══ INPUT DATA ══

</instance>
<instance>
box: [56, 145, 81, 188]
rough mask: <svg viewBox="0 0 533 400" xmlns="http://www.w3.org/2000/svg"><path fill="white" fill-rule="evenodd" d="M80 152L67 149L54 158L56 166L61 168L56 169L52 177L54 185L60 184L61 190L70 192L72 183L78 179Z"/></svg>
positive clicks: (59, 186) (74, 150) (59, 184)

═══

--- TRY IT ---
All of the data above needs to be retyped exactly, with each line as it stands.

--- PROBLEM SOLUTION ---
</instance>
<instance>
box: [56, 145, 81, 188]
rough mask: <svg viewBox="0 0 533 400" xmlns="http://www.w3.org/2000/svg"><path fill="white" fill-rule="evenodd" d="M80 152L67 149L54 158L56 166L61 168L56 169L52 177L54 185L60 184L61 190L70 192L72 183L78 179Z"/></svg>
positive clicks: (59, 186) (74, 150) (59, 184)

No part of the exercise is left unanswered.